=== Section Start ===

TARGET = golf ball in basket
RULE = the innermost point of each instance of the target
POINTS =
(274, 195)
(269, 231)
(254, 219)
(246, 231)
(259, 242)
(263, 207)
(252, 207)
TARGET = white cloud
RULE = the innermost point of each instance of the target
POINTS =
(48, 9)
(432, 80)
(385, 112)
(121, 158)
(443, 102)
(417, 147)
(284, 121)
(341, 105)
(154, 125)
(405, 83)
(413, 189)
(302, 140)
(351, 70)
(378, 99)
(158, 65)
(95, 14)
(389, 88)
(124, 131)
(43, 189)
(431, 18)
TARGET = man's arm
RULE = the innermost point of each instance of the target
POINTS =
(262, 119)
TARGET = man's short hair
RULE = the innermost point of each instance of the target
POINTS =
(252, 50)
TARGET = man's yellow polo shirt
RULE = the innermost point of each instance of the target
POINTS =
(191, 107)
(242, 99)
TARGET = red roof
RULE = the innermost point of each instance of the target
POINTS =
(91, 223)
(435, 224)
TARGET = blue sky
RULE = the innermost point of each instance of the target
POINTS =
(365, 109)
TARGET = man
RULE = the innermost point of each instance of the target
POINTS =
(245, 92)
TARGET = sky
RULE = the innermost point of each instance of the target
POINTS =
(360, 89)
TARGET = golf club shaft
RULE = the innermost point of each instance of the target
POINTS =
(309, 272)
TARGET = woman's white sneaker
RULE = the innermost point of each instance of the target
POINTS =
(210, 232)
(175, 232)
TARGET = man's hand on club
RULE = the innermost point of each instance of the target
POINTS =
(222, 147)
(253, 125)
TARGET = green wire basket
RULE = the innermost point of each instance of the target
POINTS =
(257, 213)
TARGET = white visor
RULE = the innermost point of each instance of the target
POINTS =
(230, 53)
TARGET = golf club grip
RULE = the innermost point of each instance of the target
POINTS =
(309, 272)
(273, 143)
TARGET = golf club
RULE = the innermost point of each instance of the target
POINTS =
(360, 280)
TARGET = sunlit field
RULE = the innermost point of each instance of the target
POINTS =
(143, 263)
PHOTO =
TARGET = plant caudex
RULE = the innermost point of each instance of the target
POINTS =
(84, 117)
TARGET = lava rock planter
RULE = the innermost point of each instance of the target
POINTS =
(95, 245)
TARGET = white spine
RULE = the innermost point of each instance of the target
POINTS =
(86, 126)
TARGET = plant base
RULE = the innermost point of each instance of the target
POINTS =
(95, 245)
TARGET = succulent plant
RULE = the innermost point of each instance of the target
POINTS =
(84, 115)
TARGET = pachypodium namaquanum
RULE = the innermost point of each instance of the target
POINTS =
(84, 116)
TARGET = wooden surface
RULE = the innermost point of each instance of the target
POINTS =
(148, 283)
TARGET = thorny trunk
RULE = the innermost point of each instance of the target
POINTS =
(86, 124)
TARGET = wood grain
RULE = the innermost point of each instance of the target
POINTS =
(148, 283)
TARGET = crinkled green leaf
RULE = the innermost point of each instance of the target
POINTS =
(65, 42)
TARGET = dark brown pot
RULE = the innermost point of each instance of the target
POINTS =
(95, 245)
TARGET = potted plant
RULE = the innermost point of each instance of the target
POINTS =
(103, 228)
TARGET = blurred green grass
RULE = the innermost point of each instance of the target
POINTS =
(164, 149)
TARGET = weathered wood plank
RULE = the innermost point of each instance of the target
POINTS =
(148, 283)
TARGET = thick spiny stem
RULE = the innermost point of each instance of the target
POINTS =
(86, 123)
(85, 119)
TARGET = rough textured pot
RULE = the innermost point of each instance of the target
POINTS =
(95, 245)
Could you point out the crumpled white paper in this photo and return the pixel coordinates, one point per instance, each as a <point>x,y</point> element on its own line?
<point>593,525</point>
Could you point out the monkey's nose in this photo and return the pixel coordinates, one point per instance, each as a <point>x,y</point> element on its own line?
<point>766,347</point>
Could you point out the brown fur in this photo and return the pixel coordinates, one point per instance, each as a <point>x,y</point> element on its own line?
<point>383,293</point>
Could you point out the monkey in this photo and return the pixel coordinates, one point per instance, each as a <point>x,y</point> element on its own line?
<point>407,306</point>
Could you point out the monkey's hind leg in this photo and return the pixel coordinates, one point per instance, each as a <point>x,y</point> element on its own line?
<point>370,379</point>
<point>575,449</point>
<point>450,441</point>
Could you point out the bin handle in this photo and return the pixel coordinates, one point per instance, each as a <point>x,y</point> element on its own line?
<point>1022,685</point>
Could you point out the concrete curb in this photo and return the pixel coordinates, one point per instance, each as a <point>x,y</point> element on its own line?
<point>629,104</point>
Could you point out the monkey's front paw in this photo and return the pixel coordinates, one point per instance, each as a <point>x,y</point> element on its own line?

=== Section End ===

## Task objective
Each line above that contains the string "golf" should be identified and copied.

## Exercise response
TARGET = golf ball in basket
TARGET = golf club shaft
TARGET = golf club grip
TARGET = golf club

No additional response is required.